* Given request
Print the listing in its entirety and exactly, leaving out images.

━━━━━━━━━━

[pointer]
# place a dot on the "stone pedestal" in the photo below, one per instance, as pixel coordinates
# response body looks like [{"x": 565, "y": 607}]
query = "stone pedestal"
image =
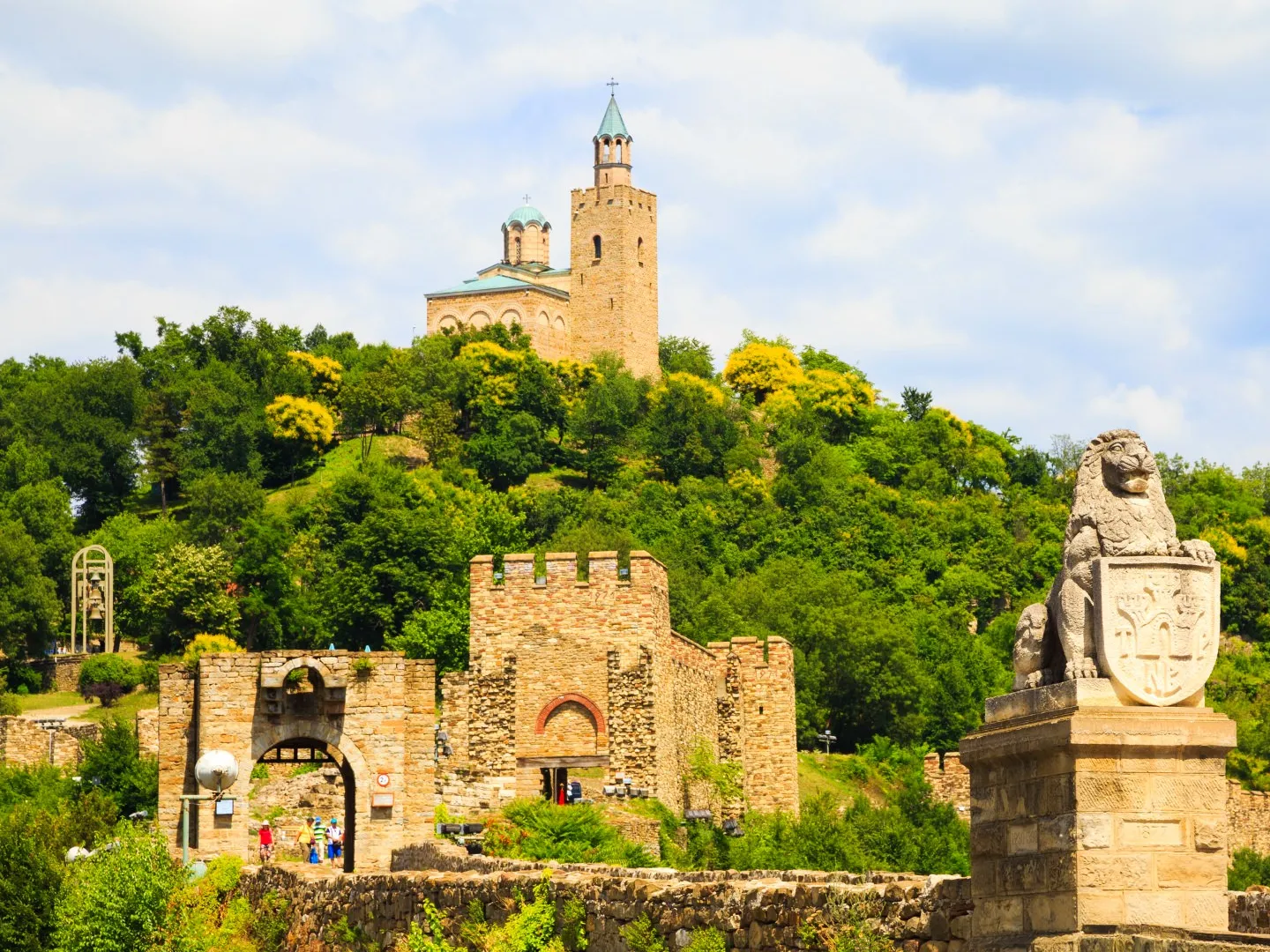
[{"x": 1090, "y": 811}]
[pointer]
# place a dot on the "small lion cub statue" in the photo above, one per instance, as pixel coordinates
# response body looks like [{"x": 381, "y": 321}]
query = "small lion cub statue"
[{"x": 1117, "y": 509}]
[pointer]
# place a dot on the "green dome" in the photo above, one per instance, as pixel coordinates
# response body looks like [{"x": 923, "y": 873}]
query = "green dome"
[{"x": 525, "y": 215}]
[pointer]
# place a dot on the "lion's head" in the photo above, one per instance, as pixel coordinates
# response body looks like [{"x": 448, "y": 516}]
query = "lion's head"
[
  {"x": 1117, "y": 467},
  {"x": 1123, "y": 458}
]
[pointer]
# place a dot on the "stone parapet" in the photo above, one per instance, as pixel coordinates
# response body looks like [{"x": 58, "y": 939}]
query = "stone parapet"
[{"x": 757, "y": 911}]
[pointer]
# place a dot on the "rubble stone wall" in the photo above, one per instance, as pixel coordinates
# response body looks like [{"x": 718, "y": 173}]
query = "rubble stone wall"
[
  {"x": 755, "y": 911},
  {"x": 588, "y": 673},
  {"x": 23, "y": 743}
]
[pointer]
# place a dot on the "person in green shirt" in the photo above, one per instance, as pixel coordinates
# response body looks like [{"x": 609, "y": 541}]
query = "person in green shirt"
[{"x": 319, "y": 839}]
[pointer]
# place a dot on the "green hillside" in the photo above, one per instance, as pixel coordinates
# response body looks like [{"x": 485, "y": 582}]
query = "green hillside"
[{"x": 326, "y": 492}]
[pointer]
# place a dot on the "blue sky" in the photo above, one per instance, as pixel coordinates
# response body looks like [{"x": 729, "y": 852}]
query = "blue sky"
[{"x": 1053, "y": 216}]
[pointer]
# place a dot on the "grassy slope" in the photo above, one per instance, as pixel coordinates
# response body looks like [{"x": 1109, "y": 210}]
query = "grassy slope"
[
  {"x": 842, "y": 776},
  {"x": 343, "y": 460}
]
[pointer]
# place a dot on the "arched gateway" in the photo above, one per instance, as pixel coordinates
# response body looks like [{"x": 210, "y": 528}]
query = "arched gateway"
[{"x": 376, "y": 721}]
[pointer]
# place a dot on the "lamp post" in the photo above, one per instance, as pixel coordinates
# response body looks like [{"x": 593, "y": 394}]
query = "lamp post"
[{"x": 215, "y": 770}]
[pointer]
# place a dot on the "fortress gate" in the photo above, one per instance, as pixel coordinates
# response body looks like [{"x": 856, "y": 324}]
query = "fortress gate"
[{"x": 376, "y": 721}]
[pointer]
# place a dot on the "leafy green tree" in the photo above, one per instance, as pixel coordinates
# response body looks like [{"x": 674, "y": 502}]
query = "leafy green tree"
[
  {"x": 29, "y": 609},
  {"x": 684, "y": 355},
  {"x": 600, "y": 423},
  {"x": 507, "y": 449},
  {"x": 116, "y": 767},
  {"x": 220, "y": 504},
  {"x": 117, "y": 900},
  {"x": 187, "y": 594},
  {"x": 690, "y": 427}
]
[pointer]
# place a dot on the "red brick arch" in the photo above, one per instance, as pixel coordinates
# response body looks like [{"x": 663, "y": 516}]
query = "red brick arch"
[{"x": 540, "y": 725}]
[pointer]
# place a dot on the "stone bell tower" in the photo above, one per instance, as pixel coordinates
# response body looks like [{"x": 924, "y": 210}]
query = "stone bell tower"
[{"x": 612, "y": 288}]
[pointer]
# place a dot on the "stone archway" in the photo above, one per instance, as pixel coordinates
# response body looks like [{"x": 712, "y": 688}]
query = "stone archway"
[{"x": 378, "y": 718}]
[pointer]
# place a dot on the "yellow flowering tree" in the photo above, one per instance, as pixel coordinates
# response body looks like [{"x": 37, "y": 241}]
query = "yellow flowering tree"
[
  {"x": 303, "y": 426},
  {"x": 325, "y": 372},
  {"x": 761, "y": 368}
]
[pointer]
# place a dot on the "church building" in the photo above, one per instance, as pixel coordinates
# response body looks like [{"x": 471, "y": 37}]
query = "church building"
[{"x": 605, "y": 300}]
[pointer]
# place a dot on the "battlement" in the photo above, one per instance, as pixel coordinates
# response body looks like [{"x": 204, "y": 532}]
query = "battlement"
[{"x": 559, "y": 570}]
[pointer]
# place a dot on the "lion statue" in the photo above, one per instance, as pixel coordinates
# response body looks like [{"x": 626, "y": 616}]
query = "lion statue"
[{"x": 1117, "y": 509}]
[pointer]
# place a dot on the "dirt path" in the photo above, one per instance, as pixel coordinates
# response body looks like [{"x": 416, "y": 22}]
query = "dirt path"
[{"x": 69, "y": 712}]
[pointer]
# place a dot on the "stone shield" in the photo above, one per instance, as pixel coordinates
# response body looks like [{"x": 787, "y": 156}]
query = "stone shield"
[{"x": 1156, "y": 623}]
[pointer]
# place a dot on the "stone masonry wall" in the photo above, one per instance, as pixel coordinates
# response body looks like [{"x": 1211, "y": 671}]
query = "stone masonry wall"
[
  {"x": 759, "y": 911},
  {"x": 60, "y": 672},
  {"x": 23, "y": 743},
  {"x": 950, "y": 782}
]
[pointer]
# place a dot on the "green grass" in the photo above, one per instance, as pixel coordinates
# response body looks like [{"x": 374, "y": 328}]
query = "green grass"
[
  {"x": 344, "y": 460},
  {"x": 54, "y": 698},
  {"x": 126, "y": 709},
  {"x": 842, "y": 776}
]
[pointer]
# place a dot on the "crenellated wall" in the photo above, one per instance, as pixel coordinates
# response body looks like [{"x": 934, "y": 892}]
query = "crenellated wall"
[{"x": 587, "y": 673}]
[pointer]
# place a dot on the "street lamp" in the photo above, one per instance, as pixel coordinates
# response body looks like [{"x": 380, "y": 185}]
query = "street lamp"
[{"x": 215, "y": 770}]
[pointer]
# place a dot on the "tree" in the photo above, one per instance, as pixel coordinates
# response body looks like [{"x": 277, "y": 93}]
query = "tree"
[
  {"x": 507, "y": 449},
  {"x": 761, "y": 368},
  {"x": 161, "y": 430},
  {"x": 690, "y": 428},
  {"x": 185, "y": 594},
  {"x": 29, "y": 608},
  {"x": 116, "y": 767},
  {"x": 220, "y": 504},
  {"x": 684, "y": 355},
  {"x": 117, "y": 900},
  {"x": 303, "y": 426},
  {"x": 915, "y": 403},
  {"x": 601, "y": 419}
]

━━━━━━━━━━

* Answer to this task
[pointer]
# place a dot on the "stone pedestal" in the photo below, one per instance, as pixel coordinates
# response body looks like [{"x": 565, "y": 607}]
query = "stone pedestal"
image =
[{"x": 1090, "y": 811}]
[pointer]
# place a dot on the "small lion cub statue" in the photo above, one per instance, as pixel coordinates
# response body looks like [{"x": 381, "y": 321}]
query = "small lion cub statue"
[{"x": 1117, "y": 509}]
[pointer]
# place a dot on the "green dome" in the photo above, one per instance, as pixel coordinates
# response body looks like [{"x": 923, "y": 873}]
query = "green dome"
[{"x": 525, "y": 215}]
[pointer]
# place a dot on the "lion's head" in the photo above, one per instance, as pixel coordinates
# response body looks like [{"x": 448, "y": 516}]
query = "lion's head"
[
  {"x": 1117, "y": 467},
  {"x": 1123, "y": 458}
]
[pointer]
# place a dot on the "stone parapet" in the photo above, one per instance, as pixel coordinates
# response body looks like [{"x": 58, "y": 939}]
query = "stone parapet"
[{"x": 757, "y": 911}]
[pointer]
# place a dot on the "rubble stone wall" in the photo above, one per instance, as pixel coordinates
# response body looks like [{"x": 718, "y": 173}]
query = "rubble stone wall"
[
  {"x": 755, "y": 911},
  {"x": 588, "y": 673},
  {"x": 23, "y": 743}
]
[pointer]
# place a dot on the "person in green shirt" in the photo above, one per instance, as pixel coordinates
# response body looks like [{"x": 609, "y": 541}]
query = "person in green shirt"
[{"x": 319, "y": 839}]
[pointer]
# place a dot on the "green hillside" in the photo above, one per instance, as pixel coordinates
# response body looks like [{"x": 485, "y": 582}]
query = "green hillside"
[{"x": 326, "y": 492}]
[pointer]
# place a dot on the "blue sky" in the photo above, one per instance, as pixel coordinates
# response body looks like [{"x": 729, "y": 852}]
query = "blue sky"
[{"x": 1053, "y": 216}]
[pointer]
# place a dot on the "grassy slope" in the photo above, one per instance, as pixel coordinates
# response body looks like [{"x": 1109, "y": 210}]
query = "grassy slope"
[
  {"x": 842, "y": 776},
  {"x": 343, "y": 460}
]
[pointer]
# place a dot on the "arched gateway" in the photo above, one per instance, as pixel coordinates
# response body looks like [{"x": 210, "y": 528}]
query = "arched gateway"
[{"x": 376, "y": 721}]
[pointer]
# place a dot on the "lamp post" in the photo above, one per instance, as pixel coordinates
# response body looks like [{"x": 593, "y": 394}]
query = "lamp post"
[{"x": 215, "y": 770}]
[pointer]
# place a dot on the "fortress gate" in the photo above, one per instance, as pixel coordinates
# response body looks like [{"x": 856, "y": 324}]
query = "fortress gate"
[{"x": 376, "y": 721}]
[pointer]
# place a dot on the "leafy green tree" in the photo above, one per instance, as pixel coordinates
# response body looks like [{"x": 674, "y": 502}]
query = "leafy green tree"
[
  {"x": 29, "y": 609},
  {"x": 684, "y": 355},
  {"x": 600, "y": 423},
  {"x": 507, "y": 449},
  {"x": 116, "y": 767},
  {"x": 220, "y": 504},
  {"x": 117, "y": 900},
  {"x": 187, "y": 594},
  {"x": 690, "y": 427}
]
[pointer]
# place a dot on the "red brick arch" in the photo above, one per instance, as pixel coordinates
# response body looks like [{"x": 663, "y": 516}]
query = "red brick arch"
[{"x": 540, "y": 725}]
[pointer]
# place a dot on the "stone bell tower" in the photo above, one per instance, as pixel coordinates
# response body looks like [{"x": 924, "y": 210}]
query = "stone bell tower"
[{"x": 612, "y": 288}]
[pointer]
# place a dot on the "stone archway" in the photo above, one per instance, as pixel coordinates
# response body looks like [{"x": 712, "y": 688}]
query = "stone archway"
[{"x": 378, "y": 718}]
[pointer]
# place a dot on the "yellow flowering tree" in the photo above, one per instance, as pixel coordinates
# response body looks like [{"x": 37, "y": 241}]
query = "yellow flowering tree"
[
  {"x": 303, "y": 426},
  {"x": 325, "y": 372},
  {"x": 761, "y": 368}
]
[pointer]
# place a dot on the "church building" in the photo above, one per instance, as pixel coordinates
# response body looks like [{"x": 471, "y": 37}]
query = "church building"
[{"x": 605, "y": 300}]
[pointer]
# place a dot on the "battlement" in the photo above, one per instance, as pixel coordinates
# response body looks like [{"x": 204, "y": 532}]
query = "battlement"
[{"x": 559, "y": 570}]
[pointer]
# place a dot on the "lion statue" in the photo above, one per instance, as pixel coordinates
# response body looks like [{"x": 626, "y": 616}]
query = "lion statue"
[{"x": 1117, "y": 509}]
[pointer]
# place a dot on the "dirt path" in the photo above, one per instance, as pixel coordinates
# response body looks like [{"x": 416, "y": 22}]
query = "dirt path"
[{"x": 69, "y": 712}]
[pointer]
# place a dot on the "stone shield" in the photo above, one per instance, as pixel coordinates
# response body looks like [{"x": 787, "y": 156}]
query = "stone shield"
[{"x": 1156, "y": 623}]
[pointer]
# place a dot on the "stone masonry wall" in the photo above, one per instance, as pixel coordinates
# response body looks like [{"x": 1211, "y": 671}]
query = "stone masonry wall"
[
  {"x": 759, "y": 911},
  {"x": 60, "y": 672},
  {"x": 23, "y": 743},
  {"x": 950, "y": 782}
]
[pointer]
# place a dot on the "green grass" in the photo above, one per instance, as pixel coordinates
# response body looks like [{"x": 374, "y": 328}]
query = "green grass"
[
  {"x": 344, "y": 460},
  {"x": 54, "y": 698},
  {"x": 126, "y": 709},
  {"x": 842, "y": 776}
]
[pointer]
# place a dot on the "crenellated wall" in the photo above, one per instance, as pixel coordinates
# response body looks like [{"x": 934, "y": 892}]
query = "crenellated wall"
[{"x": 587, "y": 673}]
[pointer]
# place a dot on the "street lamp" in the photo above, one per instance, as pixel coordinates
# response body looks like [{"x": 380, "y": 185}]
query = "street lamp"
[{"x": 215, "y": 770}]
[pointer]
# place a dot on the "tree" in the photo above, one per instance, as pixel coordinates
# response body looks like [{"x": 277, "y": 93}]
query = "tree"
[
  {"x": 507, "y": 449},
  {"x": 761, "y": 368},
  {"x": 161, "y": 430},
  {"x": 690, "y": 428},
  {"x": 185, "y": 594},
  {"x": 29, "y": 608},
  {"x": 116, "y": 767},
  {"x": 220, "y": 504},
  {"x": 684, "y": 355},
  {"x": 117, "y": 900},
  {"x": 303, "y": 426},
  {"x": 915, "y": 403},
  {"x": 601, "y": 419}
]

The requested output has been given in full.